* [WRITTEN PROBLEM A]:
Answer these questions using the excerpt on the Tamazight short story:
(i) What was the title of Hassan Id Belkacem's first collection, and in what year was it published?
(ii) Over which years does the phase of establishment and exploration extend?
(iii) Which script did the short stories of that first phase adopt?

* [EXCERPTED TEXT]:
+-------+

In this context, the art of the short story took shape with the publication of Hassan Id Belkacem’s first collection Amarayn (Lovers) in Tamazight in Morocco in 1988, and it subsequently continued throughout the years until it approximately reached 89 collections today. Although I am aware of the dangers of periodization in literature, I can methodically distinguish between two basic stages in the history of the short story genre in Tamazight:
1. The phase of establishment and exploration: its resulting corpus does not exceed three collections in addition to some stories published in magazines and newspapers that were circulating at the time such as Amoud magazine. This stage extends over a period of ten years from 1988 to 1998.
It was launched almost in a vacuum as it was not based on any written historical models in the field of contemporary narration in Tamazight unlike poetry, for instance, which was preceded by a written tradition in the form of jurisprudence poetry.[8] The art of the short story writing in the aforementioned books is characterized by the following:
- It appeared in a context characterized by the absence of any official or semi-official recognition, which consequently led to the absence of Tamazight both in the official institutions and in education. Thus, its advent was more in the exclusionary margin, far from the center, and under the aegis of some associations, especially the Moroccan Association for Research and Cultural Exchange (AMREC), which published important authors along with those mentioned previously. The powerful drive behind this stage lies in an urgent need for self-affirmation as well as an ardent confirmation that Tamazight can accommodate the written idiom and transmit various contents and subjects within the context of the dialectic of identity and difference. This kind of compulsion is what characterized this experience, subjecting it to the authority of referentiality, ideology, and the control exercised by content over creativity.
- It adopts Arabic script due to the general state ideological constraints and epistemological obstacles; a stage where everything relating to Amazigh culture was dubbed impermissible, elusive, and unthinkable. Additionally, the adoption of personal interpretations of segmentation and spelling rules due to the absence of standardization and institutionalization only contributed to the aggravation of marginalization.

+-------+

Stored data entries:

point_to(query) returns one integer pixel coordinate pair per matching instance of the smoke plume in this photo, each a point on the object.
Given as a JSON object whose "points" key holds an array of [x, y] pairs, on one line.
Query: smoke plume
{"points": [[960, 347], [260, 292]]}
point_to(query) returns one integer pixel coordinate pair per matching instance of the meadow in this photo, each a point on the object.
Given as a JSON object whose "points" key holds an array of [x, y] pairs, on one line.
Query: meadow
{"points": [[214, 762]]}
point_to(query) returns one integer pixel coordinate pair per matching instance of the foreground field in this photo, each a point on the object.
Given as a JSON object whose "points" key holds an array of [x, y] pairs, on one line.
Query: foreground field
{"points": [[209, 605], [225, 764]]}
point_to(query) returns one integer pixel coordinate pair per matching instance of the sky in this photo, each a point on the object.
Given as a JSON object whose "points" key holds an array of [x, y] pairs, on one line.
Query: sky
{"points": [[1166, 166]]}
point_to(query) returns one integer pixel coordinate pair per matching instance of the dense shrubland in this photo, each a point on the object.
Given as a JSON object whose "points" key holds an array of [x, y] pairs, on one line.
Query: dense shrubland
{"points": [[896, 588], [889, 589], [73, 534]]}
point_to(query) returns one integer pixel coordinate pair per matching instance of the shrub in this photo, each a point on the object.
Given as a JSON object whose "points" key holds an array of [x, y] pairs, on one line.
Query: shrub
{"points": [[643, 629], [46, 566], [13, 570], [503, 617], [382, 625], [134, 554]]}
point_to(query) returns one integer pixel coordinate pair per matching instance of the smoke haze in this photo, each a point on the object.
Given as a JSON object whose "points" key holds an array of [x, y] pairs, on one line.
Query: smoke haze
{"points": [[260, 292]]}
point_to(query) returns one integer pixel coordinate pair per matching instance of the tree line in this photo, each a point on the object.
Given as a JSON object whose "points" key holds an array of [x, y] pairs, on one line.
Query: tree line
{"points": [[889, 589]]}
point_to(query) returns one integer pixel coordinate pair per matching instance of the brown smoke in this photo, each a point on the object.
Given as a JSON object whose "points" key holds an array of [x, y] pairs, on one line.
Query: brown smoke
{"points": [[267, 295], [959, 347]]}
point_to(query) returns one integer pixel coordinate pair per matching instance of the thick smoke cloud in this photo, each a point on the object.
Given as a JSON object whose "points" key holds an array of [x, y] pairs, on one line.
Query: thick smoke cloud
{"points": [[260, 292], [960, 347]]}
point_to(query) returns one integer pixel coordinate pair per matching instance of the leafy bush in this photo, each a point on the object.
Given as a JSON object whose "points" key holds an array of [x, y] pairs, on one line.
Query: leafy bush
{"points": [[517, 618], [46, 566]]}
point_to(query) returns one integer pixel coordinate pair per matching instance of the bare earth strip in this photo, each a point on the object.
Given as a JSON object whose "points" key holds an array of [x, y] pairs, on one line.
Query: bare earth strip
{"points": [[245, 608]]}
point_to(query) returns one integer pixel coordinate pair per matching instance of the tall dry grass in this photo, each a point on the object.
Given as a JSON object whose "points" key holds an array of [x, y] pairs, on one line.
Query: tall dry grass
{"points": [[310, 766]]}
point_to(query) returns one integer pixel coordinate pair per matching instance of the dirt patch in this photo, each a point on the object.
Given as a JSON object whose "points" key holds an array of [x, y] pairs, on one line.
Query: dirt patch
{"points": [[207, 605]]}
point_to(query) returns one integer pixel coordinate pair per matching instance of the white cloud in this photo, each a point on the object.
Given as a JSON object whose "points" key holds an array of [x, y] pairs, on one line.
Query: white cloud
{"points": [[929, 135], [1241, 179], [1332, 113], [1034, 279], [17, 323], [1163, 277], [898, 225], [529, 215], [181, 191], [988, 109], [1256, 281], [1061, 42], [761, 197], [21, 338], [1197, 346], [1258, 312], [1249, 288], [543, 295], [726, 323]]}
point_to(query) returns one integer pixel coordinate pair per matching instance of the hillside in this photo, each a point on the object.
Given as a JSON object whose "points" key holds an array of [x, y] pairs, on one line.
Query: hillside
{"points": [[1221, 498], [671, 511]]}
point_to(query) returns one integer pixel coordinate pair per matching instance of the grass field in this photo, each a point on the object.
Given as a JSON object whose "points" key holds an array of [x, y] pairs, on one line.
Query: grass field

+-------+

* [WRITTEN PROBLEM B]: Can you recast everything in the records from the line containing "of the grass" down to the end of the records as a numbered list, leaving out blank lines?

* [EXPECTED ANSWER A]:
(i) Amarayn (Lovers), published in 1988.
(ii) From 1988 to 1998.
(iii) Arabic script.

* [EXPECTED ANSWER B]:
1. point_to(query) returns one integer pixel coordinate pair per matching instance of the grass field in this photo, each a point on the object.
2. Given as a JSON object whose "points" key holds an array of [x, y] pairs, on one line.
3. Query: grass field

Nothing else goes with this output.